##### TEXT #####

Internally, it's helping us frame how we go-to-market. Our go-to market strategy is starting to look different. We're starting to add some new roles and bolster some resources that we didn't have before. They are focused on supporting some of the new segments that we want to engage. On the back stage, we’re exploring a manufacturing model based on some of the key learnings that came out of this process. We learned more about how our customers want to be served. They want to be served differently than our current offering is providing. There's a whole bunch of work underway in testing a new manufacturing approach, and we’ll still need to validate aspects of that. We have to make sure that we're still on track with what customers are valuing. The change in how the organization is looking at this business and breadth of opportunity is really exciting.

KG: How difficult were the methods to apply in a B2B context? We often hear that many of these experimental elements like customer discovery in a lean startup is so B2C. So startup. This is something that existing businesses can also participate in, right?

DL: Absolutely. Within Gore, there were three teams that went through the first sprint process. We had one more business team soon after that. And next week we're kicking off another round with three different businesses. So that will be seven sprints over a period of 8 or 9 months. Nearly all of those sprints were with B2B based teams. I can say it’s definitely been effective with B2B and many of us are excited to use it more and more. I'll be coaching a team that will be part of the next series of sprints.

KG: What was so effective out of the entire experience?

DL: From my team’s experience, having a time constraint helped to improve our effectiveness. There was a set of expectations--what you'd achieve at the end of each week. Having that pace, that tic-tock of the clock and the urgency to get things tested, get feedback back from customers and actually boil that back into our model and assessment, that I think was what was most important for us.

The support from the leadership team was extremely helpful. Again, not day-to-day oversight or micromanagement, but the support from the leadership team to say, "Yeah, we recognize we need to do things differently. Please go off and do that and have the freedom to test and look at our business from a different perspective.”

KG: How did you guys pick what projects you're going to work on in terms of the business units? Was that something that was pre-determined or something that came out of the actual exercises themselves?

DL: Initially, it came down to volunteers. The opportunity was put out there to test this sprint approach. We had a couple of businesses that were excited about the concept. Some had been exposed to the tools to some degree and were willing to give it a shot. A key thing was making sure there was strong commitment from the team going through the sprint. It was a pretty empowering process and a great team experience. The team camaraderie that was built and the excitement about how this really can change the growth potential for this business was amazing.

##### LISTING #####

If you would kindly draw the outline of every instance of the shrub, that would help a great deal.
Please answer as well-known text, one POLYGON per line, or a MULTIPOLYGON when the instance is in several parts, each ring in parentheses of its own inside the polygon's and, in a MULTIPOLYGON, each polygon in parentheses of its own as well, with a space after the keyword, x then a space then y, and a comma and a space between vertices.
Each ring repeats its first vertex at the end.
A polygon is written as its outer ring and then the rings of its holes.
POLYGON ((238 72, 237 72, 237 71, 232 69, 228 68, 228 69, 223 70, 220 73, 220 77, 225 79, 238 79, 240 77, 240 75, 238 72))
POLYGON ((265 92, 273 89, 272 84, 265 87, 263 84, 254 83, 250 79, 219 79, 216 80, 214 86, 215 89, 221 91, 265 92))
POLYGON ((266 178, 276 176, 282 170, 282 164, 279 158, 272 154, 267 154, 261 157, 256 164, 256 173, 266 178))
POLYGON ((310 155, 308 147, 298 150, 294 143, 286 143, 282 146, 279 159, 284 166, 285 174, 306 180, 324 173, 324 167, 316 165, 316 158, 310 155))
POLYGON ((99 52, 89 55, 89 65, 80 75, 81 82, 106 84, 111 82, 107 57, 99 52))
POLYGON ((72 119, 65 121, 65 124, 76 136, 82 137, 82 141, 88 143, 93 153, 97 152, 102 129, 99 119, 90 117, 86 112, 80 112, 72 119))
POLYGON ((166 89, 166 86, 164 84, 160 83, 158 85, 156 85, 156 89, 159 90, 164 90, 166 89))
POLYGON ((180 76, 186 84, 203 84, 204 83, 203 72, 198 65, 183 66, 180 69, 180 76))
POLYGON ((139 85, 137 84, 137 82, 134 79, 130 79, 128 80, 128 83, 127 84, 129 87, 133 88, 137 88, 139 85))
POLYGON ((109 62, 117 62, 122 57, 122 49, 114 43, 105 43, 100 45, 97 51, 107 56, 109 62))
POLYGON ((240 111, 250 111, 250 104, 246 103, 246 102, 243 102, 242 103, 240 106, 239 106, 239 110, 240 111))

#####

▸ PROBLEM REQUIREMENTS
Quote, in order, every sentence in the interview that ends with a question mark. Rely solely on the interview text, not on the material.

▸ OUTPUT FOR THIS TASK
1. "How difficult were the methods to apply in a B2B context?"
2. "This is something that existing businesses can also participate in, right?"
3. "What was so effective out of the entire experience?"
4. "How did you guys pick what projects you're going to work on in terms of the business units?"
5. "Was that something that was pre-determined or something that came out of the actual exercises themselves?"